◆ Excerto da fonte
▼

OS TEMPOS QUE CORREM. Miguel Vale de Almeida


14.7.06  

Explicando a um colega estrangeiro por que está a sinagoga de Lisboa numas traseiras...

Há aquelas sociedades onde democracia é uma palavra absolutamente vazia. E há aquelas onde essa palavra é tão banal e necessária como água ou ar. Nas primeiras tudo é por defeito proibição; nas segundas, quando se aplica a democracia aplica-se a democracia e pronto. Mas sociedades há - e se calhar são a maioria - onde a democracia é aplicada de forma castrada. Portugal tem uma longa história disso, por exemplo. "Dar com uma mão e tirar com a outra" é, aliás, uma expressão corrente no dialecto local.

Reparem: quando a "liberdade" religiosa foi reinstituída, o estado deixou construir a sinagoga de Lisboa mas exigiu que esta não tivesse fachada para a rua, que ficasse nas traseiras, no logradouro. É uma forma de dizer: vocês são iguais a nós, mas mesmo assim queremos marcar uma diferença simbólica. Não aceder à frente da rua é a nossa forma de dizer que vos toleramos mas não vos consideramos dignos da igualdade plena. Antes que vocês marquem a vossa diferença, marcamo-la "nós". E marcamo-la como desigualdade.

Os casos semelhantes são n: sim, você pode aceder à nacionalidade, mas se não falar bem a língua (pior: se não souber a letra do hino) pode não merecer aceder a ela. Não merece a tolerância que tão misericordiosamente decidimos ter para consigo. Sim, você pode abortar num hospital do estado, mas só o pode fazer em circunstâncias que nós definimos como sendo as verdadeiramente graves para si. Sim, você pode ser homossexual e até pode viver com uma pessoa do mesmo sexo, mas não pode casar-se, porque esse símbolo é só nosso. E por aí fora.

A visão "tolerante" da democracia, em vez da visão igualitária, é paternalista, patrimonial e, em última instância, discricionária: "nós" (mas quem, senhores?) atribuímos a tolerância, definimos o seu âmbito e marcamos claramente as fronteiras simbólicas que vos definem como toleráveis, nunca como iguais. E esta visão "tolerante" tem um efeito cultural curioso: as pessoas acreditarem que na sua "natureza" (ou no seu "carácter nacional", outra idiocia) são "mais" tolerantes que outros povos (vide "os portugueses não são racistas").

É que, ao contrário do que pensa o senso comum político local - que é também o da tradição da filosofia política católica - a tolerância faz sistema com a discriminação. Ambas se baseiam na discricionaridade autoritária sem consciência de o ser (porque invoca a "tradição" e/ou a "natureza" e nunca nenhum argumento racional).

▲

(Entradas de dados)
▼

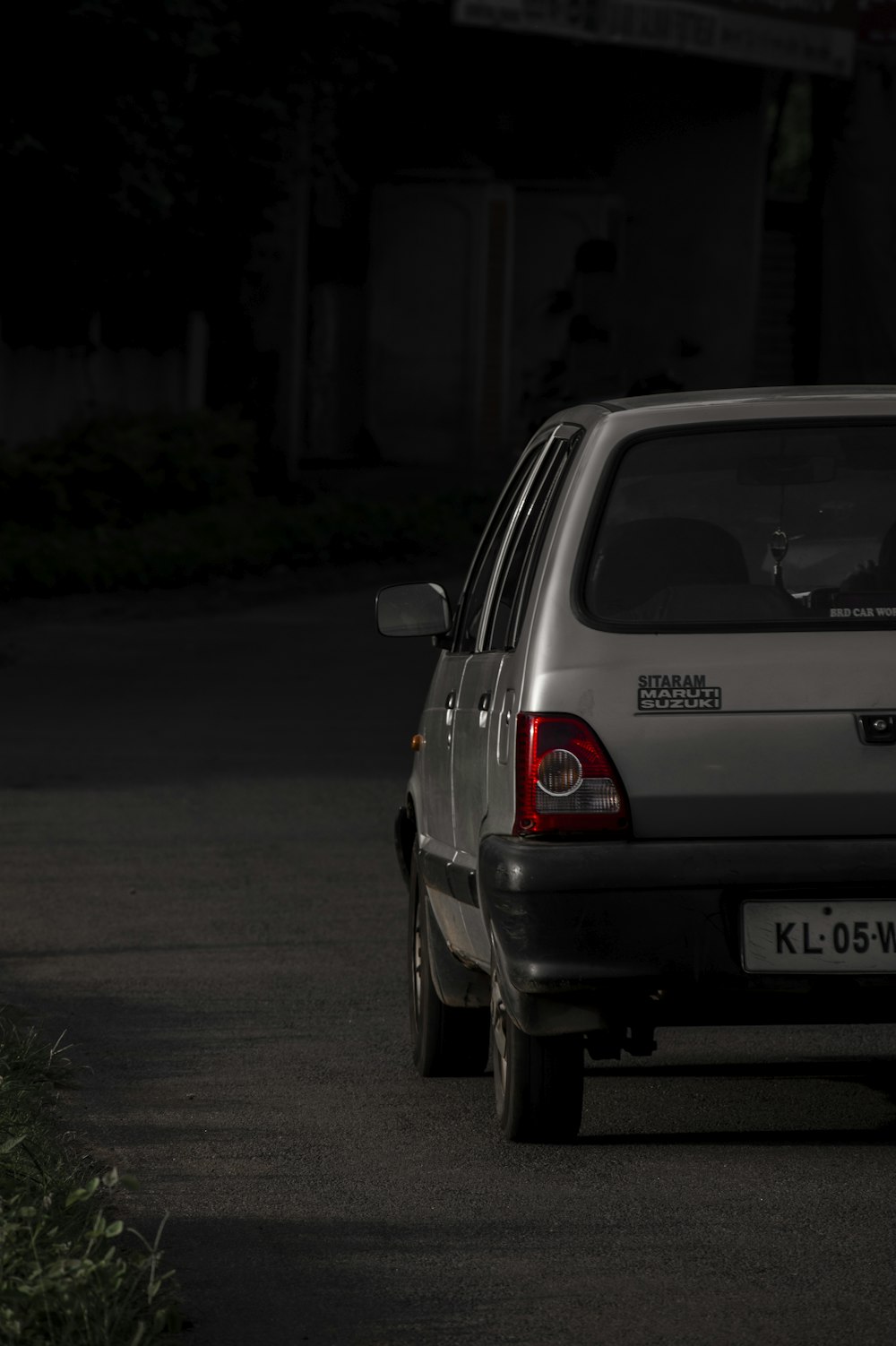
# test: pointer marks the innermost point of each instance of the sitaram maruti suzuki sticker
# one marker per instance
(677, 692)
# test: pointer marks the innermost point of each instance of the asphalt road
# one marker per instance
(199, 889)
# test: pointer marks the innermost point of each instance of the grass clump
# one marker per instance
(70, 1273)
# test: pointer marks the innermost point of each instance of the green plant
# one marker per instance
(70, 1273)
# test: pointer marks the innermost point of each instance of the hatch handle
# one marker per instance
(877, 727)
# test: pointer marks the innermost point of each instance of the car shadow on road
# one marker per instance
(869, 1075)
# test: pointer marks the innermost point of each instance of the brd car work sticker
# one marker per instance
(677, 692)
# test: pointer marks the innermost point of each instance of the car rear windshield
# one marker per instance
(750, 528)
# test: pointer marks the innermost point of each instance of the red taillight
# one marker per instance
(565, 781)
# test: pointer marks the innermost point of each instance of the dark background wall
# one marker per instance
(383, 235)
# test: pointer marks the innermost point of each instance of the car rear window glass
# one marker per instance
(771, 527)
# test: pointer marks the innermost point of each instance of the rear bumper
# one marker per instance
(603, 921)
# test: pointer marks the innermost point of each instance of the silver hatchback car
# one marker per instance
(655, 770)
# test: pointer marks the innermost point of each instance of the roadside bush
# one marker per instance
(70, 1273)
(233, 540)
(123, 470)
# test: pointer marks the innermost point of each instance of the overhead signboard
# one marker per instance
(813, 35)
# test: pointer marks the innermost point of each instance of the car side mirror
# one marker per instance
(413, 610)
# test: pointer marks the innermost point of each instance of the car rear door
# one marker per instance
(487, 705)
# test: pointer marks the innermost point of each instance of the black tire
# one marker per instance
(538, 1081)
(447, 1040)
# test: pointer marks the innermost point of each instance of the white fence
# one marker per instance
(42, 391)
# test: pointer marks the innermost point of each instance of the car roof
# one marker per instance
(721, 396)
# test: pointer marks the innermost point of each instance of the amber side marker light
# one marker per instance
(565, 782)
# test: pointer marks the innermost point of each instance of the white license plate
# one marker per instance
(820, 936)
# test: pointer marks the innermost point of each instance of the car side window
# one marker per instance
(491, 551)
(514, 582)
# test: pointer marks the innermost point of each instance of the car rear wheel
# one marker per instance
(538, 1081)
(447, 1040)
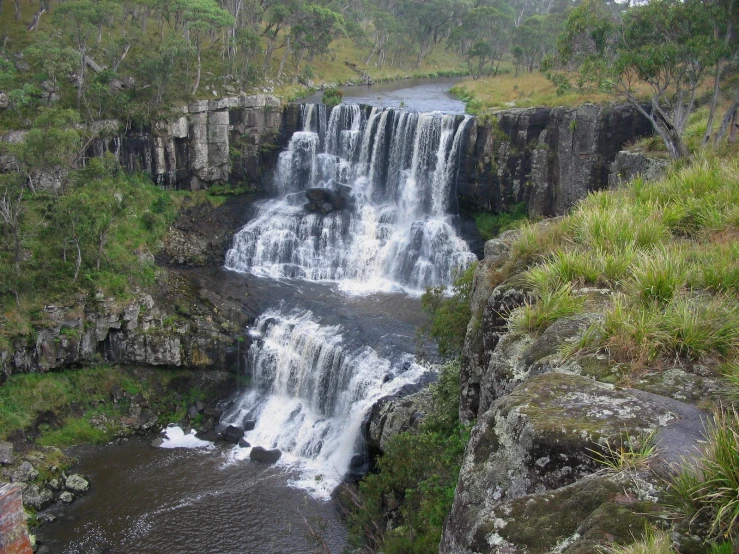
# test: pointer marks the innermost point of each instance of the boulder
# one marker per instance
(249, 425)
(37, 497)
(25, 473)
(76, 483)
(6, 453)
(259, 454)
(541, 437)
(232, 434)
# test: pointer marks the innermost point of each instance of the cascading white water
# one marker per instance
(310, 392)
(380, 211)
(366, 198)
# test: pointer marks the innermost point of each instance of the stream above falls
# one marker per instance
(365, 218)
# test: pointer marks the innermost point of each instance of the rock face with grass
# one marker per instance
(212, 141)
(559, 457)
(548, 158)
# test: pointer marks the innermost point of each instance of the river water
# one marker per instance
(364, 220)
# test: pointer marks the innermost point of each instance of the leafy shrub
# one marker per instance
(448, 315)
(332, 96)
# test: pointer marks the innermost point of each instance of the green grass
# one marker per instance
(550, 306)
(653, 541)
(668, 250)
(60, 405)
(707, 492)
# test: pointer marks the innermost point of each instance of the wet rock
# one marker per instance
(232, 434)
(211, 436)
(25, 473)
(76, 483)
(37, 497)
(394, 415)
(540, 438)
(6, 453)
(259, 454)
(249, 425)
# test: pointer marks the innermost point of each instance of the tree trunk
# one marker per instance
(714, 102)
(81, 77)
(284, 57)
(79, 259)
(196, 86)
(728, 120)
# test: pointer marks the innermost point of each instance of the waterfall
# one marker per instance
(366, 199)
(311, 389)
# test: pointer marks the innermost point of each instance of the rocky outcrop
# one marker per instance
(630, 164)
(530, 481)
(548, 158)
(14, 537)
(186, 327)
(212, 141)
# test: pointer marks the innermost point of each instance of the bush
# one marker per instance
(332, 97)
(448, 315)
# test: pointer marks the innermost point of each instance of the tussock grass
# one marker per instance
(707, 492)
(653, 541)
(550, 306)
(634, 453)
(522, 91)
(670, 251)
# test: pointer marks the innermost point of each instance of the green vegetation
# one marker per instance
(415, 479)
(491, 225)
(706, 493)
(653, 541)
(448, 315)
(633, 453)
(667, 49)
(93, 230)
(76, 406)
(666, 249)
(332, 96)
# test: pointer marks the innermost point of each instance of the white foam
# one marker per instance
(175, 437)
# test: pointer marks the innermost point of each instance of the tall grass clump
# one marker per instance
(653, 541)
(669, 249)
(548, 308)
(706, 492)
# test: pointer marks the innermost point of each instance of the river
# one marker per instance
(364, 220)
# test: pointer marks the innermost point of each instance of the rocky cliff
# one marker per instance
(210, 141)
(548, 158)
(530, 481)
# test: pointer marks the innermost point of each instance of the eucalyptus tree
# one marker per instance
(199, 18)
(666, 47)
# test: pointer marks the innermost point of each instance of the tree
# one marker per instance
(484, 37)
(200, 18)
(50, 148)
(665, 45)
(12, 209)
(81, 20)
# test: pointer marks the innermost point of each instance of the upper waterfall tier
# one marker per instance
(365, 196)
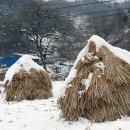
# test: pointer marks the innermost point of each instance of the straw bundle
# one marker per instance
(100, 90)
(28, 85)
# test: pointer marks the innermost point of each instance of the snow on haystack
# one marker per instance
(24, 63)
(99, 82)
(27, 80)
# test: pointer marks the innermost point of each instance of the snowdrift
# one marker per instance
(27, 80)
(98, 85)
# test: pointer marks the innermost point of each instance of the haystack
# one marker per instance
(98, 86)
(27, 80)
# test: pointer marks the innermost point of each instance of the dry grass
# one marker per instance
(33, 85)
(108, 97)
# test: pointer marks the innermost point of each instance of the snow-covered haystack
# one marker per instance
(27, 80)
(98, 85)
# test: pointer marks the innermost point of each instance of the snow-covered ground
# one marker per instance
(44, 115)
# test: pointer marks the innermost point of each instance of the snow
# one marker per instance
(24, 63)
(87, 81)
(99, 42)
(45, 115)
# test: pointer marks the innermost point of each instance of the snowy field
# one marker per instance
(44, 115)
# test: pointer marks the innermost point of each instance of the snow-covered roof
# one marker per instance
(99, 42)
(24, 63)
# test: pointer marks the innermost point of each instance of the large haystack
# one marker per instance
(98, 86)
(27, 80)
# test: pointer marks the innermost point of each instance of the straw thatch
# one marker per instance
(33, 85)
(108, 96)
(27, 80)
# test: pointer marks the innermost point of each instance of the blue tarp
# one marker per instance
(9, 60)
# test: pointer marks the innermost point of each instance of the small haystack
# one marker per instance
(98, 86)
(27, 80)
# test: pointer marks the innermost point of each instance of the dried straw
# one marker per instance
(108, 97)
(30, 86)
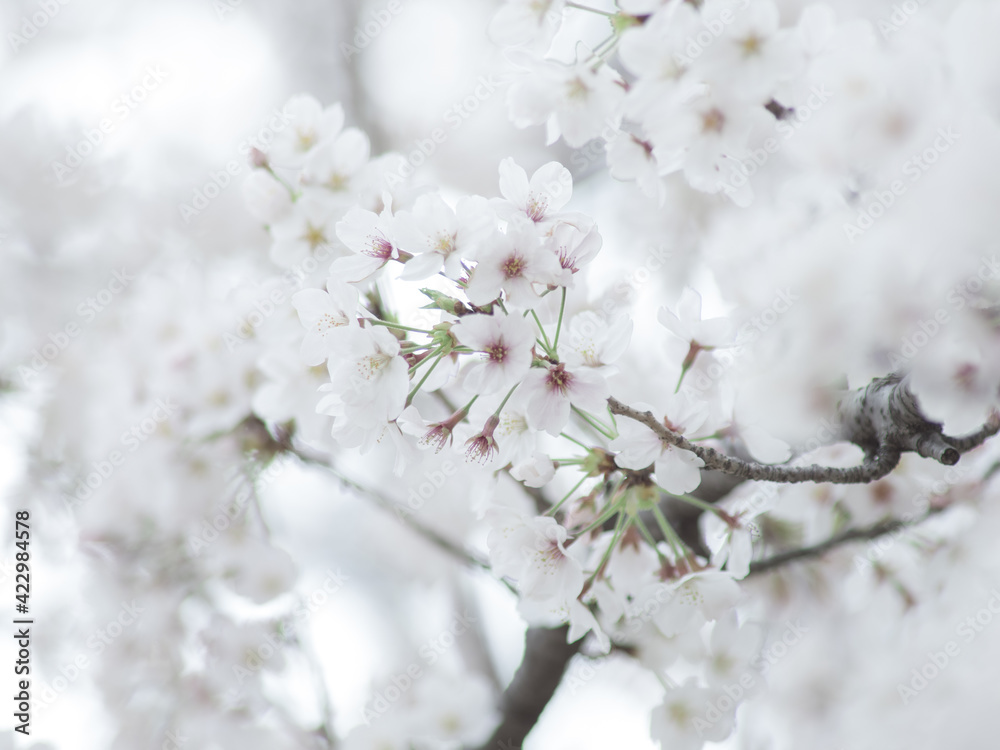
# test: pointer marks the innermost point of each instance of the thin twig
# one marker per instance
(851, 535)
(875, 467)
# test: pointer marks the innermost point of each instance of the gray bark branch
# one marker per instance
(883, 419)
(546, 655)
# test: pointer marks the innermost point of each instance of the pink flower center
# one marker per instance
(513, 266)
(537, 206)
(558, 380)
(379, 247)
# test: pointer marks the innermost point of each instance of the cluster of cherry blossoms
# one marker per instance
(506, 365)
(691, 90)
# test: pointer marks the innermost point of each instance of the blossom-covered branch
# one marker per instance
(883, 418)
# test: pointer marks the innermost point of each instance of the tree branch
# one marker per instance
(851, 535)
(546, 655)
(883, 419)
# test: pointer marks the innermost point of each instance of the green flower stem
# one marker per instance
(574, 440)
(620, 525)
(587, 8)
(696, 502)
(427, 374)
(676, 543)
(594, 422)
(562, 307)
(614, 507)
(397, 326)
(552, 511)
(546, 344)
(648, 536)
(504, 402)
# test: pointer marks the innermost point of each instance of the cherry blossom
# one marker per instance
(515, 263)
(371, 237)
(506, 340)
(310, 125)
(325, 314)
(550, 391)
(575, 101)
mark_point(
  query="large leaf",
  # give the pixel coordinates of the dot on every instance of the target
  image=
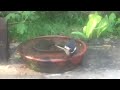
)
(21, 28)
(94, 19)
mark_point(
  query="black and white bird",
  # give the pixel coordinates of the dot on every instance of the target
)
(69, 48)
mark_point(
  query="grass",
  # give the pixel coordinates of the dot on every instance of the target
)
(59, 24)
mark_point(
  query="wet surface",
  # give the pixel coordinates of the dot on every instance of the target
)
(101, 61)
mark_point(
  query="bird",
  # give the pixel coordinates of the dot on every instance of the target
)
(70, 47)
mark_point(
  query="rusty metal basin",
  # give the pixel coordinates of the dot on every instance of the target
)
(51, 61)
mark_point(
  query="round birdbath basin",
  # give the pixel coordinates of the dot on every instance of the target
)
(41, 54)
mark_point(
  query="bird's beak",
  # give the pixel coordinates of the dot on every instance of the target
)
(67, 52)
(65, 49)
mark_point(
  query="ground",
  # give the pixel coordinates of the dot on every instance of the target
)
(102, 61)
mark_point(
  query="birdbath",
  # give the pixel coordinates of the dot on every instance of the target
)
(40, 54)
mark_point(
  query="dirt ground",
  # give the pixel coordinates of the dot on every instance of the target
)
(102, 61)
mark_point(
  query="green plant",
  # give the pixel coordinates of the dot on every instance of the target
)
(20, 20)
(97, 25)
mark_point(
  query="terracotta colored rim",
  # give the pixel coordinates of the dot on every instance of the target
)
(54, 60)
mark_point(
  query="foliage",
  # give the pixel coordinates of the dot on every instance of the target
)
(98, 25)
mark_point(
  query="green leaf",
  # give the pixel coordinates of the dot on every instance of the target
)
(21, 28)
(94, 19)
(118, 21)
(112, 18)
(10, 16)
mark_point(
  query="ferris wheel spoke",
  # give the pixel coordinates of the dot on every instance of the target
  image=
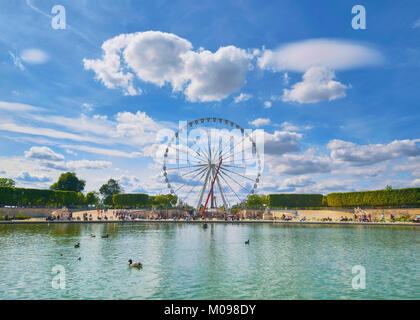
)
(243, 160)
(231, 166)
(199, 180)
(189, 172)
(191, 179)
(192, 166)
(224, 169)
(231, 156)
(221, 192)
(191, 154)
(236, 182)
(228, 184)
(233, 147)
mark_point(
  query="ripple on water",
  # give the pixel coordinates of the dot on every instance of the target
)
(183, 261)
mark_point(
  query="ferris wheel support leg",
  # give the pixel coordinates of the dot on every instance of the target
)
(223, 196)
(202, 191)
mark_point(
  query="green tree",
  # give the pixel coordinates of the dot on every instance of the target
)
(92, 198)
(5, 182)
(108, 189)
(69, 182)
(257, 201)
(164, 200)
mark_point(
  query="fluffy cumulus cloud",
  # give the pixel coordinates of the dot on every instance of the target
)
(288, 126)
(43, 153)
(317, 84)
(318, 59)
(34, 56)
(333, 54)
(242, 97)
(267, 104)
(291, 184)
(17, 107)
(260, 122)
(164, 58)
(361, 155)
(77, 165)
(27, 177)
(281, 142)
(298, 164)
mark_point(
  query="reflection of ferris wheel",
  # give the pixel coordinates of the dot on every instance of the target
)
(209, 159)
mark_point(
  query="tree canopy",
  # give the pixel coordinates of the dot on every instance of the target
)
(92, 198)
(108, 189)
(69, 182)
(6, 182)
(257, 201)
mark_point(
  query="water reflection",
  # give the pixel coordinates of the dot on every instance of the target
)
(185, 261)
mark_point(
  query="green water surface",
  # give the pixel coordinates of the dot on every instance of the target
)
(185, 261)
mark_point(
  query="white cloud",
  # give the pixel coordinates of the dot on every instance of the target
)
(51, 133)
(361, 155)
(288, 126)
(267, 104)
(17, 61)
(103, 151)
(77, 165)
(43, 153)
(333, 54)
(34, 56)
(281, 142)
(293, 164)
(290, 184)
(69, 151)
(15, 107)
(412, 167)
(27, 177)
(88, 164)
(318, 84)
(242, 97)
(160, 58)
(260, 122)
(87, 106)
(286, 78)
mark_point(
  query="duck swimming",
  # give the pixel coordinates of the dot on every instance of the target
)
(134, 264)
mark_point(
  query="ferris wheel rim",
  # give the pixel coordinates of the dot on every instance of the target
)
(223, 175)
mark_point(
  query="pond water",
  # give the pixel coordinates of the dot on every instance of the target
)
(185, 261)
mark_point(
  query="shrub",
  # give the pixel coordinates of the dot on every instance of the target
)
(390, 197)
(295, 200)
(133, 200)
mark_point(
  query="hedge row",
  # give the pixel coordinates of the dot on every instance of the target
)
(35, 197)
(394, 197)
(295, 200)
(134, 200)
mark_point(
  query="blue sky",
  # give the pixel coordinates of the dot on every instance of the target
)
(339, 106)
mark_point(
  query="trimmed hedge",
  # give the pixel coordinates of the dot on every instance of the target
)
(394, 197)
(127, 200)
(295, 200)
(39, 197)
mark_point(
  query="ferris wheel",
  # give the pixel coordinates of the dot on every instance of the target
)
(212, 160)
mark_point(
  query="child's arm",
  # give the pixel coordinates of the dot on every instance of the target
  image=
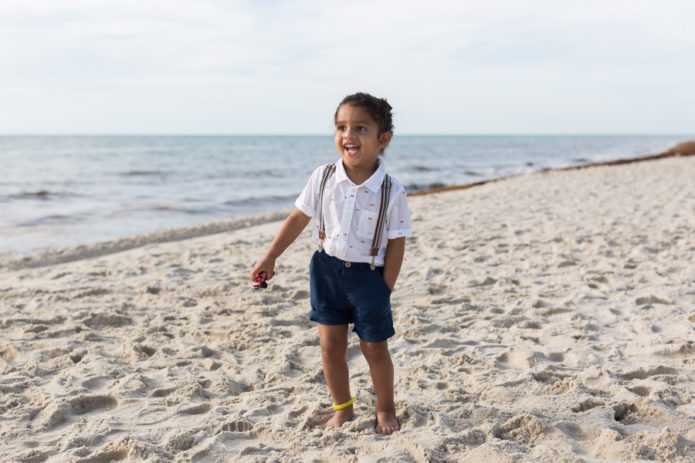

▲

◆ Tarefas a realizar
1. Transcreva do texto sobre tolerância e democracia o trecho que se inicia nas palavras que contêm "OS TEMPOS QUE" e termina em "no dialecto local.".
2. Segundo o texto sobre tolerância e democracia, que exigência fez o Estado para deixar construir a sinagoga de Lisboa?

◆ Respostas por item
1.
OS TEMPOS QUE CORREM. Miguel Vale de Almeida


14.7.06  

Explicando a um colega estrangeiro por que está a sinagoga de Lisboa numas traseiras...

Há aquelas sociedades onde democracia é uma palavra absolutamente vazia. E há aquelas onde essa palavra é tão banal e necessária como água ou ar. Nas primeiras tudo é por defeito proibição; nas segundas, quando se aplica a democracia aplica-se a democracia e pronto. Mas sociedades há - e se calhar são a maioria - onde a democracia é aplicada de forma castrada. Portugal tem uma longa história disso, por exemplo. "Dar com uma mão e tirar com a outra" é, aliás, uma expressão corrente no dialecto local.

2. O Estado exigiu que a sinagoga não tivesse fachada para a rua e que ficasse nas traseiras, no logradouro.